++++ Text provided

I was struck by this over a year ago when I lost my beloved father. Everyone who knew me knew just how close we were. Not only had he been my hero as a child, I had worked alongside him, I had learned some of my most valuable life lessons from him and, finally, I had had the privilege of caring for him during his illness, bringing him to endless medical appointments, during which we spent a great deal of time talking. I knew he adored me, overlooked all my faults and would quite literally have done anything for me. And, of course, the feeling was entirely mutual. So, when he died, well, everyone who knew me could imagine the loss I was feeling.
However, his illness and death awakened in me a capacity for acceptance and a resilience that I didn't know I had. And I believe that is another measure of love. When you’ve given it and received it in abundance, you can have no regrets. It doesn’t just vanish. It remains in your heart and in your memory. It gives you inner peace and inner strength.
It goes without saying that my family, extended family and close friends were exceptional both during Dad’s illness and afterwards. But what struck me more than anything at that time was the kindness of strangers. I use the word strangers in its literal sense, but I also use it loosely. I had had no regular contact with very many of the people who offered support and kindness during that time, and many who continue to do so even now over a year later. People who popped up from my past, others who knew and loved my Dad, even if they did not know me, and could empathise with how I was feeling. I was overwhelmed by the kindness and concern. That’s all you could ever want in life, the comfort of knowing there are people out there that have such capacity for love that they give it willingly even to those they don’t know.

++++++++

* [Exercise set]:
1. In the passage on losing a father, what struck the writer more than anything at that time?
2. Carry the passage on losing a father forward from its last sentence, keeping the same voice.
The lines are separate material and not part of the passage on losing a father.

++++ Records supplied

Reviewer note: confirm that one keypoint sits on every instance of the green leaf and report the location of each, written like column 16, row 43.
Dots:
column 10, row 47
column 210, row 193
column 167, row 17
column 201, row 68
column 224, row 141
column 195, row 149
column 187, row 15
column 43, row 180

++++++++

* [Answers below]:
1. The kindness of strangers.

2.
We see it in practice all around us on a daily basis. Think of all those who volunteer for charities or even just generally. The reason they do is to make life better for someone else. They give up their time for no monetary return to help others because they are good, kind, unselfish people. That is undeniably an act of love. There are others too who open their hearts in smaller ways – offering someone who is stuck a lift, giving a home to a rescue animal, buying a cup of tea or food for a homeless person, cutting a neighbour’s hedge, baking a cake for a charity sale, engaging in conversation with an elderly person at a bus stop or, as I said above, offering that arm around the shoulder when someone is in trouble. Love comes in all sorts of guises.
During this pandemic I believe we have become better people. Perhaps it’s a consequence of not being able to leave the house, no long commutes to work, no socialising, less hectic lives, having time to be a little more considerate of others, having time to check in on neighbours, to support local businesses. I’ve seen it all around me. I’ve even seen it in myself. I hope that those of us who are lucky enough to have made it through this time untouched by illness, job loss or any other misfortune will be grateful, respectful, considerate, kind and generous, not only to those we know but also to those we don’t know, once life returns to normal. I’m not religious in the formal sense but the words of St. Matthew ring in my ears “by their deeds they shall be known”.